Excerpt provided:
----------------------------------------

1. Parse original document and generate list of templates, arguments, replacement tags 2. Fetch first template, if there is no recursion needed, insert into original document 3. Fetch next template, etc
We currently recurse 6 templates deep in the bindings we built for AboutUs.org (sysop-only at the moment). Template arguments don't work right now, but it's fairly trivial to do it. We just haven't done it yet.
Like templates, images require some different solutions if the parser is to be decoupled. Our parser does not re-size images, store them, etc. It just works with image URLs. If your application requires images to be regularized, you would need to implement resizing them at upload, or lazily at load time, or whatever works in your scenario. More work is needed in this area, though if you check out http://kiwi.drasticcode.com you can see that most image support is working (no resizing). You can also experiment with the parser there as needed.
Hope that at least helps explain what we've done. Again, feedback and particularly code contributions are appreciated!
Cheers, Karl
Please see below for the complete original message. If the archive is to be believed, Mailman truncated the original to only the first paragraph.
Cheers, Karl
---------- Forwarded message ---------- From: Karl Matthias karl@matthias.org Date: Tue, Feb 1, 2011 at 4:42 PM Subject: Re: [Wikitext-l] New parser: Kiwi To: wikitext-l@lists.wikimedia.org
Alan Post wrote:
Interesting. Is the PEG grammar available for this parser?
-Alan
It's at https://github.com/AboutUs/kiwi/blob/master/src/syntax.leg
Get peg/leg from http://piumarta.com/software/peg/
I just tried it and already found a bug on the first Hello World (it surrounds headers inside paragraphs). It strangely converts templates into underscored words. They may be expecting some other parser piece to restore it. I'm pretty sure there
are corner cases in the preprocessor (eg. just looking at the peg file they don't handle mixed case noincludes), but I don't think that should need to be handled by the parser itself.
The grammar looks elegant. I doubt it can really handle full wikitext.
But it would be so nice if it did...
I'm one of the authors of the Kiwi parser and will be presenting it at the Data Summit on Friday. The parser is pretty complete but certainly we could use some community support and we encourage feedback and participation! It is a highly functional tool already but it can use some polish. It does actually handle most wikitext, though not absolutely everything.
From your post I can see that you are experiencing a couple of design
decisions we made in writing this parser. We did not set out to match the exact HTML output of MediaWiki, only to output something that will look the same in the browser. This might not be the best approach, but right now this is the case. Our site doesn't have the same needs as Wikipedia so when in doubt we leaned toward what suited our needs and not necessarily ultimate tolerance of poor syntax (though it is somewhat flexible). Another design decision is that everything that you put in comes out wrapped in paragraph tags. Usually this wraps the whole document, so if your whole document was just a heading, then yes it is wrapped in paragraph tags. This is probably not the best way to handle this but it's what it currently does. Feel free to contribute a different solution.

----------------------------------------

Data extract:
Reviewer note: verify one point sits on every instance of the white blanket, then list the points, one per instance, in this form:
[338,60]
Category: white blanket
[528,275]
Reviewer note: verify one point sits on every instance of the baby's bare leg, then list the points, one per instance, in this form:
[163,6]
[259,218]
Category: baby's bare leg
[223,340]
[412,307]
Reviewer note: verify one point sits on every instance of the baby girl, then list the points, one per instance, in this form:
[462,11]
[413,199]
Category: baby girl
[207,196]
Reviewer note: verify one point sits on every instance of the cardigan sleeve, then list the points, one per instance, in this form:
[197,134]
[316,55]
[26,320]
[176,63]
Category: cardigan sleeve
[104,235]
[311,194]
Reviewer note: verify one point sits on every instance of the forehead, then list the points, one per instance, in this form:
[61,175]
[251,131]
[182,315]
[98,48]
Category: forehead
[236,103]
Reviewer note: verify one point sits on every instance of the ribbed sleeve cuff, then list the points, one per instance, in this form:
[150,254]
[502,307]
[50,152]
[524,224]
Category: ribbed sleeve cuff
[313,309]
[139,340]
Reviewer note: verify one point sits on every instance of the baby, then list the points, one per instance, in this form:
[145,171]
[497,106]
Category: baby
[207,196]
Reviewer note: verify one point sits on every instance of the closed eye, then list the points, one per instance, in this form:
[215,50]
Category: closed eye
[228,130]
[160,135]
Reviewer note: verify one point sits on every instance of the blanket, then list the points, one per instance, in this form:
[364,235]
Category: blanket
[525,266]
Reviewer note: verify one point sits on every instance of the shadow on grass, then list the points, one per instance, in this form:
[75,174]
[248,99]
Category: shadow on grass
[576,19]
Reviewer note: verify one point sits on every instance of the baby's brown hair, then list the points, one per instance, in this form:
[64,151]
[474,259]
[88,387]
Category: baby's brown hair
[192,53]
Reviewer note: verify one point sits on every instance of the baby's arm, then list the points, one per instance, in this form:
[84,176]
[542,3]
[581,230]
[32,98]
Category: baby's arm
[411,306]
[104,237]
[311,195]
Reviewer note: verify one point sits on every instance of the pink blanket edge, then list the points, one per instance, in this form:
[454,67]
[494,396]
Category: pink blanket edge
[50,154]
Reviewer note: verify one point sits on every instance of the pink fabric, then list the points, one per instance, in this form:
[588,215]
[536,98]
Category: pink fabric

----------------------------------------

Task instructions:
1 - Answer these from the Kiwi parser thread:
(a) How many templates deep do the AboutUs.org bindings currently recurse?
(b) At what address can peg/leg be downloaded?
(c) In what tags does everything put into the parser come out wrapped?
2 - Duplicate the stretch of the Kiwi parser thread from "The grammar looks" through "not absolutely everything.".
3 - Pick up the Kiwi parser thread after its last sentence and carry it on.
The records are separate from the Kiwi parser thread.

Answers for this exercise:
1 -
(a) 6 templates deep.
(b) http://piumarta.com/software/peg/
(c) Paragraph tags.

2 -
The grammar looks elegant. I doubt it can really handle full wikitext.
But it would be so nice if it did...
I'm one of the authors of the Kiwi parser and will be presenting it at the Data Summit on Friday. The parser is pretty complete but certainly we could use some community support and we encourage feedback and participation! It is a highly functional tool already but it can use some polish. It does actually handle most wikitext, though not absolutely everything.

3 -
Templates, as you probably know, require full integration with an application to work in the way that MediaWiki handles them, because they require access to the data store, and possibly other configuration information. We built a parser that works independently of the data store (indeed, even on the command line in a somewhat degenerate form). In order to do that, we had to decouple template retrieval from the parse. If you take a look in the Ruby FFI examples, you will see a more elegant handling of templates(though it needs work). When a document is parsed, the parser library makes available a list of templates that were found, the arguments passed to the template, and the unique replacement tag in the document for inserting the template once rendered. Those underscored tags that come out are not a bug, they are those unique tags. There is a switch to disable templates and in that case it just swallows them instead. So the template handling work flow (simplistically) is:
Parse original document and generate list of templates, arguments, replacement tags Fetch first template, if there is no recursion needed, insert into original document Fetch next template, etc
We currently recurse 6 templates deep in the bindings we built for AboutUs.org (sysop-only at the moment). Template arguments don't work right now, but it's fairly trivial to do it. We just haven't done it yet.
Like templates, images require some different solutions if the parser is to be decoupled. Our parser does not re-size images, store them, etc. It just works with image URLs. If your application requires images to be regularized, you would need to implement resizing them at upload, or lazily at load time, or whatever works in your scenario. More work is needed in this area, though if you check out http://kiwi.drasticcode.com you can see that most image support is working (no resizing). You can also experiment with the parser there as needed.
Hope that at least helps explain what we've done. Again, feedback and particularly code contributions are appreciated!
Cheers, Karl
Apologies... even the second attempt was truncated it seems. Here's one final try
Karl ----------- Alan Post wrote: > Interesting. Is the PEG grammar available for this parser?
> > -Alan
It's at https://github.com/AboutUs/kiwi/blob/master/src/syntax.leg
Get peg/leg from http://piumarta.com/software/peg/
I just tried it and already found a bug on the first Hello World (it surrounds headers inside paragraphs). It strangely converts templates into underscored words. They may be expecting some other parser piece to restore it. I'm pretty sure there
are corner cases in the preprocessor (eg. just looking at the peg file they don't handle mixed case noincludes), but I don't think that should need to be handled by the parser itself.
The grammar looks elegant. I doubt it can really handle full wikitext.
But it would be so nice if it did...
I'm one of the authors of the Kiwi parser and will be presenting it at the Data Summit on Friday. The parser is pretty complete but certainly we could use some community support and we encourage feedback and participation! It is a highly functional tool already but it can use some polish. It does actually handle most wikitext, though not absolutely everything.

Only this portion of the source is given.